CONSIGNE: Recopiez sans rien changer le passage de l'entretien avec la pilote de rallye qui commence par « Je suis habituée » et se termine par « fait école ? ».

TEXTE SOURCE:

━━━━

L’étape a-t-elle été difficile ?
Tout s’est bien passé. Malheureusement, nous avons perdu une roue et nous avons perdu beaucoup de temps avec un cric qui s’est bloqué. C’était une très belle étape, rendue plus délicate avec la tempête d’hier qui a cassé les dunes. Je suis arrivée la dernière, mais je suis arrivée au bout, c’est le plus important.

D’où vous vient cette passion ?
De mes quinze ans. J’étais une folle de moto. J’ai d’ailleurs été la première femme du moto-club de La Marsa, la Fédération tunisienne de Moto n’existant pas encore. Je le faisais en cachette, une femme motarde, c’était tabou. Je me souviens de l’étonnement des hommes quand je conduisais dans les rues de Tunis avec ma queue de cheval qui dépassait de mon casque. Mais je suis quelqu’un d’entêtée et j’ai continué. J’ai même participé à quelques compétitions. Le Trophée des Gazelles m’a invitée en 1994, où je suis arrivée 3e. J’ai découvert le 4×4 en 1996 en tant que copilote. Ce fut un coup de foudre, et mon amour est toujours aussi fort.

Le monde de la compétition automobile n’est-il pas plus difficile pour une femme ?
Je suis habituée au monde des machos, et c’en est un. Mais les sportifs respectent les sportifs, même si c’est une sportive. Il n’y a pas de problème de ce côté-là. Évidemment, je n’affirme pas ma féminité pendant un rallye, mais je ne le vis pas comme une brimade, le rouge à lèvres et le vernis à ongles ne sont pas adaptés à ce sport ! Il existe une vraie solidarité entre les pilotes tunisiens, on s’échange les bons copilotes.

Vous avez été la première femme pilote tunisienne, avez-vous fait école ?

J’ai été la première femme pilote tunisienne, maghrébine et africaine. C’est mon 16e Rallye de Tunisie. J’ai aussi fait deux Paris-Dakar, dont un sans assistance, je peux dire qu’a ce titre, j’ai marqué l’histoire. Deux autres tunisiennes se lancées il y a environ six ans, mais elles ont arrêtées.
Dommage, je souhaiterais vraiment qu’il y ait une relève. C’est important pour les femmes tunisiennes et pour la Tunisie.

Vous sentez-vous  porte-parole ?
J’ai fait un vrai travail de matraquage pour que l’on parle de la femme tunisienne à travers ce sport. J’ai profité de mes capacités de communication pour parler de mon pays. Il y a peu de temps, par exemple, que l’on parle du Rallye de Tunisie en Tunisie. Il était célèbre à l’étranger, mais pas ici, faute de communication. Mon travail est d’allier sport et tourisme, d’utiliser le sport comme vecteur du tourisme. Cette année encore plus. Faire parler de la Tunisie et lutter contre l’intégrisme qui voudrait renvoyer les femmes dans leurs cuisines: voilà pourquoi je cours.

━━━━

DONNÉES:
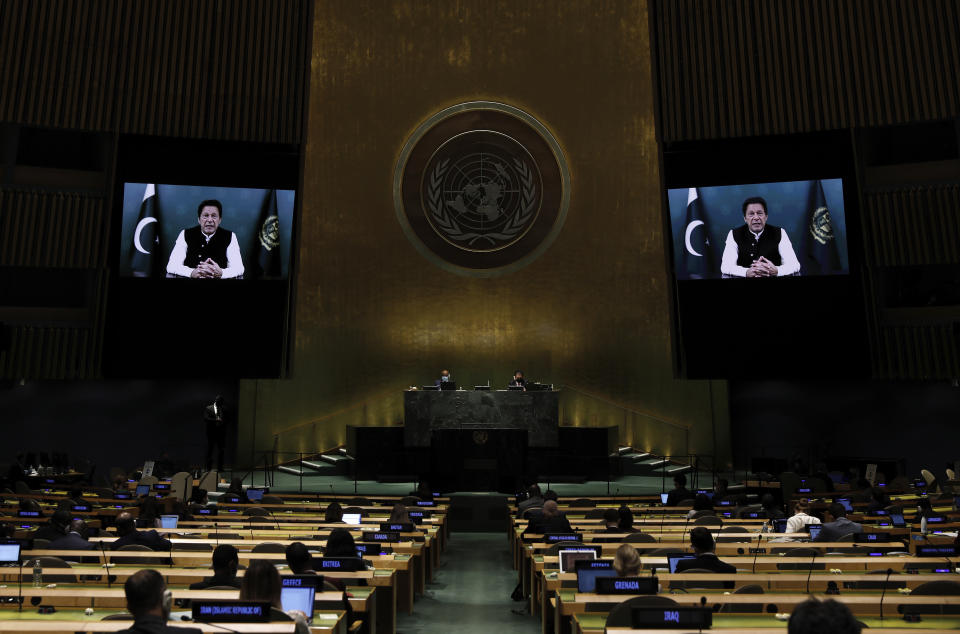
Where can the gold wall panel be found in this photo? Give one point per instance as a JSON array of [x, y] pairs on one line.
[[372, 316]]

━━━━

CORRIGÉ:
Je suis habituée au monde des machos, et c’en est un. Mais les sportifs respectent les sportifs, même si c’est une sportive. Il n’y a pas de problème de ce côté-là. Évidemment, je n’affirme pas ma féminité pendant un rallye, mais je ne le vis pas comme une brimade, le rouge à lèvres et le vernis à ongles ne sont pas adaptés à ce sport ! Il existe une vraie solidarité entre les pilotes tunisiens, on s’échange les bons copilotes.

Vous avez été la première femme pilote tunisienne, avez-vous fait école ?